> **ページ本文**:
--- --- ---

一年を通して水を保持・放出するために、森林は欠かせない存在である。干ばつを防止し、清潔な水を提供し、台風シーズンに起こる地滑りや土壌浸食を防いでくれる。森林破壊の被害を受けているフィリピンその他の国々では、豪雨と台風により農作物の収穫高が著しく低下しており、それにより食料不足が起きている。土壌浸食が原因だ。場所によっては栄養豊富な表土の50%が流され、今後さらに被害が大きくなることが予想される。水を保持するための森林はもうこれ以上存在しない。かつては米を自給自足できていたフィリピンは、今ではそのほとんどを輸入している。

 

森林破壊の多くは、役人から許可を得た採掘会社や伐採者によって引き起こされている。1900年、フィリピンの国土は70%が森林に覆われていた。1999年までに残っていたのはそのおよそ3〜5%だ。容赦ない伐採が40年もの間野放しにされていたことで、このような埋め合わせのできない原生林の喪失を招いてしまった。荒廃し、丸裸にされ、地表をむき出しにされた丘や山々はその悲劇的な結果であり、こうした流れは今も続いている。フィリピン製の合板の98%が日本へと輸出され、その額は8,600万米ドルに相当する。だが、輸出される木材の中には持続可能な植林地から伐採されているものもある。

 

“foresticide”と筆者が呼ぶ現象が起きている。世界の森林破壊は、毎年、およそ1,000万ヘクタールの割合で進んでいる。つまり1990年以降、4億2,900万ヘクタールの森林が破壊されていることになる。ブラジルでは、アマゾンの熱帯雨林数百万ヘクタールで木々が伐採され、森林管理人や先住民族が殺害され、状況は悪化している。研究者らによると、2050年までに2億3,000万ヘクタール以上の原生林が破壊破壊されることになる。

--- --- ---

> **課題 1**: 記録全体で「Target」を「Label」に改め、ほかの部分は変えずに書き直してください。画像は回答に含めないでください。
本文と記録は、それぞれ別の出典から取られています。

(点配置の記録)
--- --- ---

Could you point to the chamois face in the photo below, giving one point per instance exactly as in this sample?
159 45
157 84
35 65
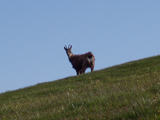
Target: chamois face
68 50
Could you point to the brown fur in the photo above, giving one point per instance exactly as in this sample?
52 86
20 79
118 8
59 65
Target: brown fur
80 62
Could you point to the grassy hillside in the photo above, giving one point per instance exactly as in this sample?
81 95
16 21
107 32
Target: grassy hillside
127 91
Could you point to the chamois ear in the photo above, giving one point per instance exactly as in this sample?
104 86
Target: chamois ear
69 46
65 47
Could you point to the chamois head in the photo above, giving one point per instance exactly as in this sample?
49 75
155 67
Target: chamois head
68 50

--- --- ---

> **課題 2**: 森林破壊についての本文によると、1900年にフィリピンの国土の何パーセントが森林に覆われていましたか。

> **完全な回答 1**:
Could you point to the chamois face in the photo below, giving one point per instance exactly as in this sample?
159 45
157 84
35 65
Label: chamois face
68 50
Could you point to the brown fur in the photo above, giving one point per instance exactly as in this sample?
52 86
20 79
118 8
59 65
Label: brown fur
80 62
Could you point to the grassy hillside in the photo above, giving one point per instance exactly as in this sample?
81 95
16 21
107 32
Label: grassy hillside
127 91
Could you point to the chamois ear in the photo above, giving one point per instance exactly as in this sample?
104 86
Label: chamois ear
69 46
65 47
Could you point to the chamois head in the photo above, giving one point per instance exactly as in this sample?
49 75
155 67
Label: chamois head
68 50

> **完全な回答 2**: 70%です。